**WORK TO DO**
Write out every line of the entries below as a numbered list, skipping any blank lines and leaving the pictures out.

**DATASET RECORDS**
# # # # #
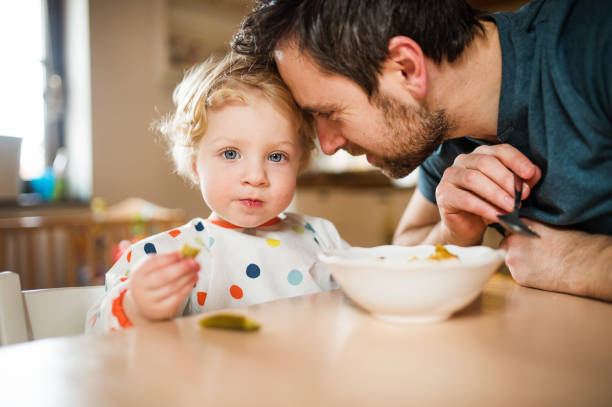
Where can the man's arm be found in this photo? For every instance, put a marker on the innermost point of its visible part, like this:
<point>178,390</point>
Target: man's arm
<point>561,260</point>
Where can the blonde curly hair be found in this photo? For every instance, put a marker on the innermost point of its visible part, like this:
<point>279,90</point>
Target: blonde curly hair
<point>211,84</point>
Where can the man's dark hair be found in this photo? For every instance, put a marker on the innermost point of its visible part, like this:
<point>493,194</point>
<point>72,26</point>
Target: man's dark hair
<point>351,37</point>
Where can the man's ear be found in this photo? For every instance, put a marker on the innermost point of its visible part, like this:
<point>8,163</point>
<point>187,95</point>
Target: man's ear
<point>406,56</point>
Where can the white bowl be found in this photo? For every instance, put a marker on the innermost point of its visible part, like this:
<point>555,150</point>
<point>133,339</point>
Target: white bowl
<point>391,284</point>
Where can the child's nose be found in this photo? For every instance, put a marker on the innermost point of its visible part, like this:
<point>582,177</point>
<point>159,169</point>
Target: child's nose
<point>254,174</point>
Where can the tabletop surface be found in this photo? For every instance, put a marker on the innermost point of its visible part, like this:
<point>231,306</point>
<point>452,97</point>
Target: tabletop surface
<point>511,346</point>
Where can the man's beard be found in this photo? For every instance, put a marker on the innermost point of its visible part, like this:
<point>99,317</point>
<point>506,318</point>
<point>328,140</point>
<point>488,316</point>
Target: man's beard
<point>413,133</point>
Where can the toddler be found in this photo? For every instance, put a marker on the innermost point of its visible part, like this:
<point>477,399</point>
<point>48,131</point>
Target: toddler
<point>239,135</point>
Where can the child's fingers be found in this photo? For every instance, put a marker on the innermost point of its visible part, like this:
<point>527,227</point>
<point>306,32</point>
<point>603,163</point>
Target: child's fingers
<point>152,263</point>
<point>172,302</point>
<point>171,288</point>
<point>163,277</point>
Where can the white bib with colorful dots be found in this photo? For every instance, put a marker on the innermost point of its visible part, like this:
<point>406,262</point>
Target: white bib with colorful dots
<point>239,266</point>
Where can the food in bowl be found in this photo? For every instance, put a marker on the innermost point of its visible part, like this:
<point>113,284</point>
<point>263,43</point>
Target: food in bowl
<point>413,284</point>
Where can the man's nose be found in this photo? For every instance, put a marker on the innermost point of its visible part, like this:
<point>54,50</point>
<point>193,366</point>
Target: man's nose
<point>254,174</point>
<point>330,137</point>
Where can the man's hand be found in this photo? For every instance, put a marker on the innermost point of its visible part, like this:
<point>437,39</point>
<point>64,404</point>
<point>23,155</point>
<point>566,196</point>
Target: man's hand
<point>159,286</point>
<point>561,260</point>
<point>478,187</point>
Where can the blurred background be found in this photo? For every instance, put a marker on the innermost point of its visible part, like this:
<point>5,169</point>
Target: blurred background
<point>81,82</point>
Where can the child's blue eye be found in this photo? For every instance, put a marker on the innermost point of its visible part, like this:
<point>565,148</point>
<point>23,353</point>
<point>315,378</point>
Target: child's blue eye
<point>230,154</point>
<point>276,157</point>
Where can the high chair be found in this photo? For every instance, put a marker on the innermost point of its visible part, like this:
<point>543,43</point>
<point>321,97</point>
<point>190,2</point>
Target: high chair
<point>37,314</point>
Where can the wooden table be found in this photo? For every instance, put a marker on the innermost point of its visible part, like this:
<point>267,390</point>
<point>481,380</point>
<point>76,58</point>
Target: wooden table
<point>512,346</point>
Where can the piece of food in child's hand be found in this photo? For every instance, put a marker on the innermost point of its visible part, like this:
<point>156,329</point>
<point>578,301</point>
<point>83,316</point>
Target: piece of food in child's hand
<point>441,254</point>
<point>189,251</point>
<point>229,321</point>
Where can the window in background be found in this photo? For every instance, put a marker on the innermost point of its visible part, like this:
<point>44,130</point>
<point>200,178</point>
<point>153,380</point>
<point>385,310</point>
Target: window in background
<point>22,80</point>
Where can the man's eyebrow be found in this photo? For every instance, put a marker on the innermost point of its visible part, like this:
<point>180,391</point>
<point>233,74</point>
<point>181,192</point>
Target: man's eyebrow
<point>315,108</point>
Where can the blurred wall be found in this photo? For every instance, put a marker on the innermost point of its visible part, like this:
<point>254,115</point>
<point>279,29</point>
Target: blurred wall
<point>129,89</point>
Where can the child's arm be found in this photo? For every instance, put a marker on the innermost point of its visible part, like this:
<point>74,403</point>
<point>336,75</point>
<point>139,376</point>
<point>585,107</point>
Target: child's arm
<point>159,287</point>
<point>144,291</point>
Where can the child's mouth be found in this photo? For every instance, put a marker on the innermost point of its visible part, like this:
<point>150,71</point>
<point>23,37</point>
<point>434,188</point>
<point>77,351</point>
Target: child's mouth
<point>251,203</point>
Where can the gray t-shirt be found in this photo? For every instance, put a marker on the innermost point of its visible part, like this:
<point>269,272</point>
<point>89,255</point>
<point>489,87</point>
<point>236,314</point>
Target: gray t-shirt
<point>555,107</point>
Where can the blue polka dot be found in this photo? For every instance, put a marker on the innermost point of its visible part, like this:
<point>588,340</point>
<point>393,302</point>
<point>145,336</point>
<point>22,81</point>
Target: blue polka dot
<point>253,270</point>
<point>295,277</point>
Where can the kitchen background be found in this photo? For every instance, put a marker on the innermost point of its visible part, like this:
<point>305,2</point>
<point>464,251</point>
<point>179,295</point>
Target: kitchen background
<point>110,72</point>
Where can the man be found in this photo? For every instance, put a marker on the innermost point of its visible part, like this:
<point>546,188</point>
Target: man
<point>475,99</point>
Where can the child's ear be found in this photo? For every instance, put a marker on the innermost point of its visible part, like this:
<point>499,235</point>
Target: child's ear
<point>195,176</point>
<point>406,58</point>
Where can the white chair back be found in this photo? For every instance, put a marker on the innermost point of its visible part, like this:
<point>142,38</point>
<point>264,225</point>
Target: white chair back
<point>37,314</point>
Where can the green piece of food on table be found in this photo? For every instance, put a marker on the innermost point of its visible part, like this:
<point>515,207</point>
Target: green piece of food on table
<point>189,251</point>
<point>229,321</point>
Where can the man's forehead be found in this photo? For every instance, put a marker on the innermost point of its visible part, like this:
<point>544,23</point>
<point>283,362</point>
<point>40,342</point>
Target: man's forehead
<point>304,77</point>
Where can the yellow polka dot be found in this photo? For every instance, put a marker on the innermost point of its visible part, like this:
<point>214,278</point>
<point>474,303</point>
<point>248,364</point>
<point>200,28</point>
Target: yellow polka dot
<point>273,242</point>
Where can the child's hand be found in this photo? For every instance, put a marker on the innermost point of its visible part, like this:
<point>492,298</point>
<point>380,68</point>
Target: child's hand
<point>159,285</point>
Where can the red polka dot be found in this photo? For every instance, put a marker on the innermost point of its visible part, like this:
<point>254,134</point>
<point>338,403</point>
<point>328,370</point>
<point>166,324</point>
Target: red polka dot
<point>236,292</point>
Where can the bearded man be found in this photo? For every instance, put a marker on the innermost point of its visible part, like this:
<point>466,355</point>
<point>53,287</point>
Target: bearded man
<point>474,99</point>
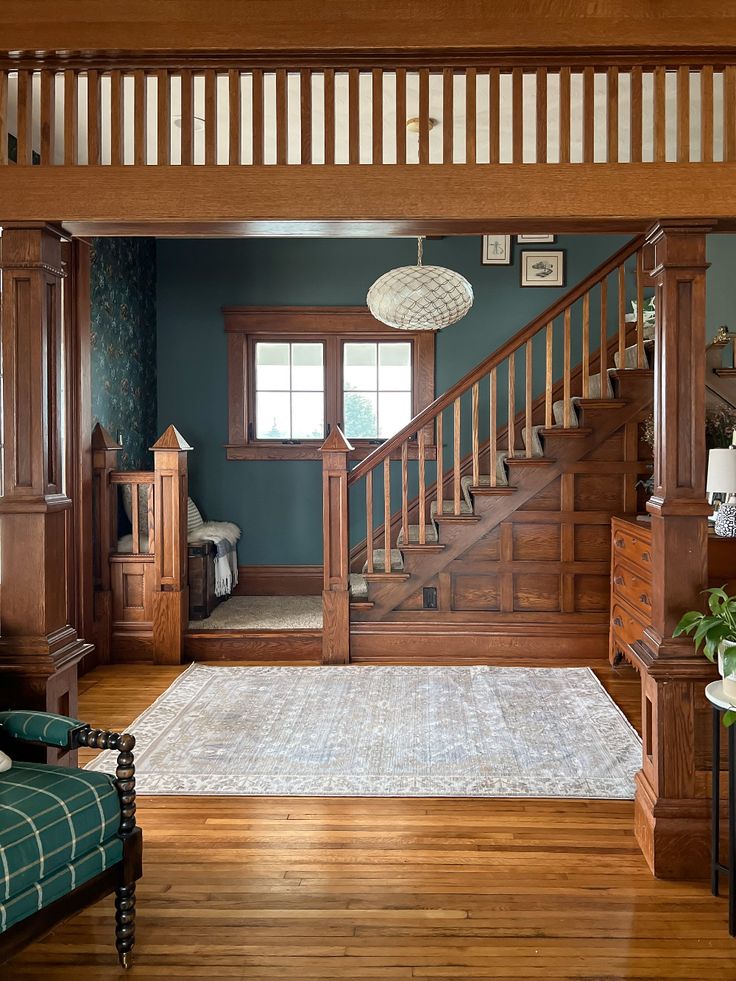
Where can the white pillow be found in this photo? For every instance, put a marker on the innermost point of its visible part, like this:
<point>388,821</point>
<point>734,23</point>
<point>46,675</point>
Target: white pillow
# # # # #
**REPLY**
1. Where can the man's arm be found in this photo? For every instance, put a marker on the innermost point of its visible part, like this:
2. <point>178,390</point>
3. Target: man's arm
4. <point>561,260</point>
5. Where can the blonde curly hair be found in this photo? For every instance, put a marker on the innermost point of its visible part, like this:
6. <point>279,90</point>
7. Target: blonde curly hair
8. <point>211,84</point>
9. Where can the man's dark hair be found in this photo? For every instance, put a marker on the innermost point of its visible part, like this:
10. <point>493,194</point>
11. <point>72,26</point>
12. Target: man's dark hair
13. <point>351,37</point>
14. Where can the man's ear be found in this photo? For every instance, put a marker on the innermost point of its visible part, like this:
15. <point>8,163</point>
16. <point>187,95</point>
17. Target: man's ear
18. <point>406,56</point>
19. Where can the white bowl be found in this photo? For every instance, put a marker on the innermost point of its visible part, like this:
20. <point>555,150</point>
21. <point>133,339</point>
22. Target: white bowl
23. <point>391,284</point>
24. Where can the child's nose be found in this photo? For every instance, put a marker on the innermost point of its visible part, like this:
25. <point>582,177</point>
26. <point>159,169</point>
27. Target: child's nose
28. <point>254,174</point>
29. Where can the tabletop surface be found in this photo? For every instance, put a marker on the innermost point of its visible part, like this:
30. <point>231,306</point>
31. <point>452,97</point>
32. Target: tabletop surface
33. <point>511,346</point>
34. Where can the man's beard be found in this photo? For every instance, put a marker on the innermost point of its visible part, like this:
35. <point>99,317</point>
36. <point>506,318</point>
37. <point>328,140</point>
38. <point>488,316</point>
39. Target: man's beard
40. <point>413,133</point>
41. Where can the toddler be found in this photo? For every instance, put a marker on the innermost point of its visible part, like this:
42. <point>477,399</point>
43. <point>48,131</point>
44. Target: toddler
45. <point>239,135</point>
46. Where can the child's fingers be found in this photo? For every instance, put a marker on the innermost point of its visible part, like this:
47. <point>527,227</point>
48. <point>306,32</point>
49. <point>603,163</point>
50. Target: child's fingers
51. <point>152,263</point>
52. <point>172,302</point>
53. <point>171,288</point>
54. <point>163,277</point>
55. Where can the white bib with colorful dots be found in this photo? For every instance, put a marker on the innermost point of its visible part, like this:
56. <point>406,262</point>
57. Target: white bib with colorful dots
58. <point>239,266</point>
59. Where can the food in bowl be found in this photo? For every instance, put a marker on the innermost point of its visible part, like this:
60. <point>113,284</point>
61. <point>263,43</point>
62. Target: food in bowl
63. <point>413,284</point>
64. Where can the man's nose be found in this photo? For every instance, put a marker on the innermost point of its visible part, like this:
65. <point>54,50</point>
66. <point>193,366</point>
67. Target: man's nose
68. <point>254,174</point>
69. <point>330,137</point>
70. Where can the man's hand be found in this photo? For every instance, put a marker on the innermost point of its visible part, like this:
71. <point>437,39</point>
72. <point>64,404</point>
73. <point>23,155</point>
74. <point>566,196</point>
75. Target: man's hand
76. <point>159,286</point>
77. <point>561,260</point>
78. <point>478,187</point>
79. Where can the blurred background be found in this photo? For every instance, put a marker on the innermost point of its visible part, like this:
80. <point>5,169</point>
81. Target: blurred background
82. <point>81,82</point>
83. Where can the child's blue eye be found in this photo? For every instance, put a marker on the innermost point of its visible part, like this:
84. <point>565,148</point>
85. <point>23,353</point>
86. <point>315,378</point>
87. Target: child's blue eye
88. <point>230,154</point>
89. <point>276,157</point>
90. Where can the high chair be found in this photo? For every instance, put a marker on the innermost point of its visible part, like this:
91. <point>543,43</point>
92. <point>321,97</point>
93. <point>190,2</point>
94. Target: high chair
95. <point>37,314</point>
96. Where can the wooden table be found in this photo? For every instance, put a marker on the innermost point of its visible part, like this:
97. <point>267,390</point>
98. <point>481,380</point>
99. <point>76,58</point>
100. Target: wooden table
101. <point>512,346</point>
102. Where can the piece of food in child's hand be found in this photo? For every instance, put a marker on the innermost point of its visible part, like this:
103. <point>156,329</point>
104. <point>578,301</point>
105. <point>83,316</point>
106. Target: piece of food in child's hand
107. <point>441,254</point>
108. <point>189,251</point>
109. <point>229,321</point>
110. Where can the window in background be found in this photo? For every instance, put a marker on the innermost point of its visible part, like this:
111. <point>44,130</point>
112. <point>200,178</point>
113. <point>153,380</point>
114. <point>385,310</point>
115. Target: window in background
116. <point>22,80</point>
117. Where can the man's eyebrow be found in this photo? For every instance, put a marker on the innermost point of its visible part, like this:
118. <point>180,391</point>
119. <point>233,74</point>
120. <point>181,192</point>
121. Target: man's eyebrow
122. <point>315,108</point>
123. Where can the blurred wall be found in this photo? For every instance, put a marker on the innermost point of its visible part, like this:
124. <point>254,115</point>
125. <point>279,29</point>
126. Target: blurred wall
127. <point>129,89</point>
128. Where can the child's arm be found in this photo? For every instance, put a marker on the innermost point of its visible part, like this:
129. <point>74,403</point>
130. <point>336,75</point>
131. <point>139,376</point>
132. <point>585,107</point>
133. Target: child's arm
134. <point>159,287</point>
135. <point>144,291</point>
136. Where can the child's mouth be found in this photo? For every instance, put a marker on the innermost point of its visible part, like this:
137. <point>150,71</point>
138. <point>23,37</point>
139. <point>434,188</point>
140. <point>77,351</point>
141. Target: child's mouth
142. <point>251,203</point>
143. Where can the gray t-shirt be found in this photo? For every instance, put a marker on the innermost point of its visible part, like this:
144. <point>269,272</point>
145. <point>89,255</point>
146. <point>489,87</point>
147. <point>236,314</point>
148. Target: gray t-shirt
149. <point>555,107</point>
150. Where can the blue polka dot be found in this photo? For every instance, put a marker on the innermost point of its visible part, like this:
151. <point>588,340</point>
152. <point>393,302</point>
153. <point>145,336</point>
154. <point>22,81</point>
155. Target: blue polka dot
156. <point>253,270</point>
157. <point>295,277</point>
158. Where can the kitchen background be found in this photo? For every instance, put a marker on the innermost point of its visible part, like this:
159. <point>305,2</point>
160. <point>464,251</point>
161. <point>179,295</point>
162. Target: kitchen background
163. <point>110,72</point>
164. Where can the man be found in this photo? For every instance, put a marker on the innermost point of its visible part, like this:
165. <point>546,188</point>
166. Target: man
167. <point>475,99</point>
168. Where can the child's ear be found in this photo? For every instance, put a marker on the innermost point of its visible part, like this:
169. <point>499,235</point>
170. Target: child's ear
171. <point>195,176</point>
172. <point>406,58</point>
173. Where can the white chair back be found in this photo? For every instance, put a marker on the innermost point of its visible part, like this:
174. <point>142,38</point>
175. <point>264,225</point>
176. Target: white chair back
177. <point>37,314</point>
178. Where can the green piece of food on table be found in this photo? For every instance, put a marker on the innermost point of its visible part, like this:
179. <point>515,207</point>
180. Target: green piece of food on table
181. <point>189,251</point>
182. <point>229,321</point>
183. Where can the man's forehead be found in this photo? For every instance, put a marker on the innermost point of its visible part, like this:
184. <point>544,23</point>
185. <point>283,362</point>
186. <point>40,342</point>
187. Target: man's forehead
188. <point>304,77</point>
189. Where can the yellow polka dot be found in this photo? For every instance, put a marker on the innermost point of its visible part, like this:
190. <point>214,278</point>
191. <point>474,303</point>
192. <point>248,364</point>
193. <point>200,28</point>
194. Target: yellow polka dot
195. <point>273,242</point>
196. Where can the child's hand be found in this photo? For every instance, put a marker on the innermost point of its visible part, like this:
197. <point>492,298</point>
198. <point>380,68</point>
199. Target: child's hand
200. <point>159,285</point>
201. Where can the red polka dot be found in this photo? For every instance, put a marker on the innermost point of its visible part, like this:
202. <point>254,134</point>
203. <point>338,403</point>
204. <point>328,370</point>
205. <point>166,324</point>
206. Target: red polka dot
207. <point>236,292</point>
208. Where can the bearded man be found in this photo? For every instance, put a marker on the innermost point of its visible part, like this:
209. <point>466,355</point>
210. <point>53,287</point>
211. Target: bearded man
212. <point>474,99</point>
213. Where can the white pillow be found in this photo? For every instance, put a marker on the innermost point of its visible part, like this:
214. <point>388,821</point>
215. <point>734,23</point>
216. <point>46,675</point>
217. Target: white pillow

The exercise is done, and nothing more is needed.